- _Work to complete_:
Retype the listing that follows, word for word.

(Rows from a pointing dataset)
###
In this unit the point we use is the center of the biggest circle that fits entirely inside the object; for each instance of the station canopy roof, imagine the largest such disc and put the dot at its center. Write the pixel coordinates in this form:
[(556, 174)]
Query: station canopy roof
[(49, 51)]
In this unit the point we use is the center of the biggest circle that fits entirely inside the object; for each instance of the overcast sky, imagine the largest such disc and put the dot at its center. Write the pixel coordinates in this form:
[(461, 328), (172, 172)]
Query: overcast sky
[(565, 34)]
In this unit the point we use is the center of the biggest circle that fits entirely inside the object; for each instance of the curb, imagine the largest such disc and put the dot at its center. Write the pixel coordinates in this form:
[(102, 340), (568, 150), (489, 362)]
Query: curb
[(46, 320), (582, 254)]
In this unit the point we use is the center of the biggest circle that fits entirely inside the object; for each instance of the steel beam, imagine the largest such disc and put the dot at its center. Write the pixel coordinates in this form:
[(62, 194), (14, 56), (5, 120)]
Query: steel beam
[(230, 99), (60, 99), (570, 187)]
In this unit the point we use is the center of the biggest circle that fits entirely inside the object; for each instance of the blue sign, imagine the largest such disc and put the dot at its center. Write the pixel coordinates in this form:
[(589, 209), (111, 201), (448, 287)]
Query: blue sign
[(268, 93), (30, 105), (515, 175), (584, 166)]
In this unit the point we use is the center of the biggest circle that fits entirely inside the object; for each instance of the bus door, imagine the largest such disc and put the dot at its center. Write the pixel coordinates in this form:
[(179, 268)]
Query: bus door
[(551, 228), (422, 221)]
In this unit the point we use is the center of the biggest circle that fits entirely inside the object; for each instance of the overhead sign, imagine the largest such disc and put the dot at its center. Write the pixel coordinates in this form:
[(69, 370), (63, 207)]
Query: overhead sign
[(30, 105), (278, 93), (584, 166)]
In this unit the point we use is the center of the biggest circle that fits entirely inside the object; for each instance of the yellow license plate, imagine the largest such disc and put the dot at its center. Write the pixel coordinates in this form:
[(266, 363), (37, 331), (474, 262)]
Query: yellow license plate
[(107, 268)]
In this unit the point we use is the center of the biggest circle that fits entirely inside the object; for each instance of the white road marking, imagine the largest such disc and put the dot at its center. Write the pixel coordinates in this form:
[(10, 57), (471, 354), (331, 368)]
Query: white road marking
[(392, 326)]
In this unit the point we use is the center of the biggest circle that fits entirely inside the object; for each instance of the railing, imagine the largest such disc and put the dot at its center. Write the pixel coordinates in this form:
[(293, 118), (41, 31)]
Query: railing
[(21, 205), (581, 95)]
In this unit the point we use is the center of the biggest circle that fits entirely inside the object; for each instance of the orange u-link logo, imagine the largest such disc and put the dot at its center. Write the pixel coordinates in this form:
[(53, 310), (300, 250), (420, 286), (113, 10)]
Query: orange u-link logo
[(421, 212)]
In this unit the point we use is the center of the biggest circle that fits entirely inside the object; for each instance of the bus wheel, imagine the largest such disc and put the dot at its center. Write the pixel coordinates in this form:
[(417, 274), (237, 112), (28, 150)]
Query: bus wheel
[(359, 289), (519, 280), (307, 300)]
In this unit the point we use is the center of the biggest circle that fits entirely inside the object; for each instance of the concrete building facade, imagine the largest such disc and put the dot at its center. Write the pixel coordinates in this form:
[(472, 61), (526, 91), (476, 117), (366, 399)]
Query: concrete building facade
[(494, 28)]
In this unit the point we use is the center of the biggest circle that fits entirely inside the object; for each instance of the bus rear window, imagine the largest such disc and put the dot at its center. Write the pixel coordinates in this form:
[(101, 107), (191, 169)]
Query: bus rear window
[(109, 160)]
###
- _Task answer_:
In this unit the point we use is the center of the biggest circle that fits entirely inside the object; for each instance of the station canopy roof, imagine the largest such disc and put the dot at its center. Write the pixel coordinates in this form:
[(556, 174)]
Query: station canopy roof
[(49, 51)]
In this unit the point we use is the center of the biggest circle that fits entirely inside the object; for each instance of the overcast sky, imagine the largest such disc and put the dot at its center. Write the pixel coordinates in this form:
[(461, 328), (172, 172)]
Query: overcast sky
[(565, 34)]
In this unit the point we use is the center of the biggest circle that fits entirely inside the object; for each instance of the curb, imagine the largest such disc and put the dot at its center. Write the pixel coordinates in this form:
[(102, 340), (568, 150), (489, 362)]
Query: curb
[(46, 320), (582, 254)]
In this unit the point we use is the center of the biggest circle that fits entirely inside the object; for each instance of the steel beam, imagine the largest such disc and put the dot at its center. Write the pixel coordinates in this form:
[(62, 194), (14, 56), (5, 120)]
Query: steel beam
[(230, 99), (60, 99), (570, 187)]
In this unit the point we use is the center of the biggest circle that fits entirely inside the object; for each instance of the blue sign, imagine the largest such disc and put the dot at its center. Write the pixel coordinates in this form:
[(589, 209), (111, 201), (448, 287)]
Query: blue sign
[(268, 93), (30, 105), (515, 175), (584, 166)]
In this unit the point we use is the center of the biggest circle that fits entirely inside the object; for each instance of the bus door, imagine the largest such disc and put the dot at its center. Write the pixel coordinates in this form:
[(179, 268)]
Query: bus door
[(551, 228), (422, 221)]
In this unit the point we use is the center of the biggest circle that fits entirely inside the object; for each instance of the overhead sign, imagine the largest such disc and put the dot at its center. Write the pixel coordinates in this form:
[(69, 370), (63, 207)]
Query: overhead sign
[(30, 105), (278, 93), (584, 166)]
In this unit the point we use is the center of the biggest circle that fits entirely inside the object; for each instance of the yellow license plate, imagine the largest such disc and put the dot at its center. Write the pixel coordinates in this form:
[(266, 363), (37, 331), (474, 262)]
Query: yellow license plate
[(107, 268)]
In this unit the point we use is the center of the biggest circle that fits entirely inside the object; for each instance of the white road marking, imagine the largest such disc and put the dot at its center. Write the pixel coordinates in this form:
[(10, 57), (471, 354), (331, 368)]
Query: white road marking
[(392, 326)]
In this unit the point we use is the center of the biggest circle that fits entirely inside the object; for each instance of the railing, imagine the largest such disc and put the dot at its center. Write the pixel coordinates in this form:
[(293, 118), (41, 31)]
Query: railing
[(21, 205), (581, 95)]
In this unit the point we use is the center of the biggest circle that fits entirely inside the object; for each instance of the orange u-link logo, imagine the largest such disc and put the dot at its center. Write the pixel coordinates in this form:
[(53, 310), (300, 250), (420, 286), (113, 10)]
Query: orange u-link logo
[(421, 212)]
In this unit the point we use is the center of the biggest circle that fits entirely inside the object; for each instance of the bus wheel, imagine the largest such disc and put the dot at its center. Write the pixel coordinates in this form:
[(417, 274), (237, 112), (28, 150)]
Query: bus wheel
[(359, 289), (519, 280), (307, 300)]
In this unit the point we use is the center of the biggest circle that fits entirely inside the object; for each instance of the concrete building facade, imagine the largest such disc and put the dot at its center. Write the pixel coordinates in this form:
[(472, 61), (526, 91), (476, 117), (366, 399)]
Query: concrete building facade
[(494, 28)]
In this unit the point we use is the center of the biggest circle that fits entirely inside the object; for each instance of the bus rear window, imagine the largest such disc and put the dot at its center. Write the pixel coordinates in this form:
[(101, 107), (191, 169)]
Query: bus rear window
[(109, 160)]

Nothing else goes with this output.